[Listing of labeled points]

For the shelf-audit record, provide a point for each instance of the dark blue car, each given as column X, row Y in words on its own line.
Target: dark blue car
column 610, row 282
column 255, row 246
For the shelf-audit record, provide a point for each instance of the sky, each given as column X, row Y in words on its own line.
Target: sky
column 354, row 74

● **Task requirements**
Please copy out the whole listing again, renaming "Target" to "Object" everywhere it occurs and changing nothing else.

● **Reply to the task**
For the shelf-audit record, provide a point for each instance of the dark blue car, each given as column X, row Y in words on its own line.
Object: dark blue car
column 610, row 282
column 255, row 246
For the shelf-audit record, provide a point for each instance of the sky, each given as column X, row Y in words on its own line.
Object: sky
column 354, row 74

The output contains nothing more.